* **Given request**
Render the lines of the records below as a numbered list, omitting any blank lines and excluding the pictures.

* **Dataset extract**
+++
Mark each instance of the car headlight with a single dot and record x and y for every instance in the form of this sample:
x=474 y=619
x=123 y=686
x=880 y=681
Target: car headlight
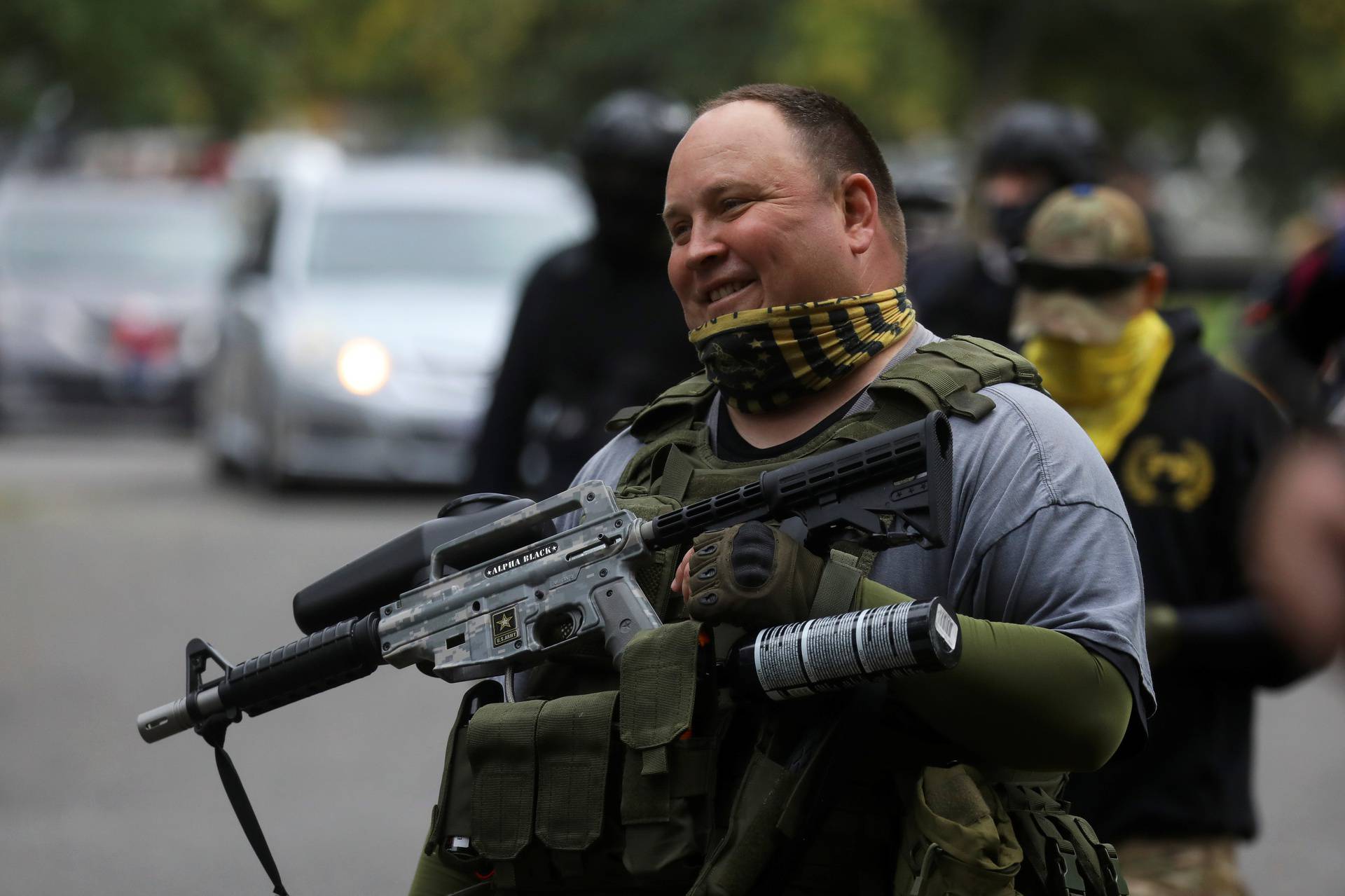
x=362 y=366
+++
* **Response to this task**
1. Mark each instance of the car headlight with a single dot and record x and y for every instance in the form of this sample:
2. x=474 y=619
3. x=123 y=686
4. x=880 y=681
5. Target: car headlight
6. x=362 y=366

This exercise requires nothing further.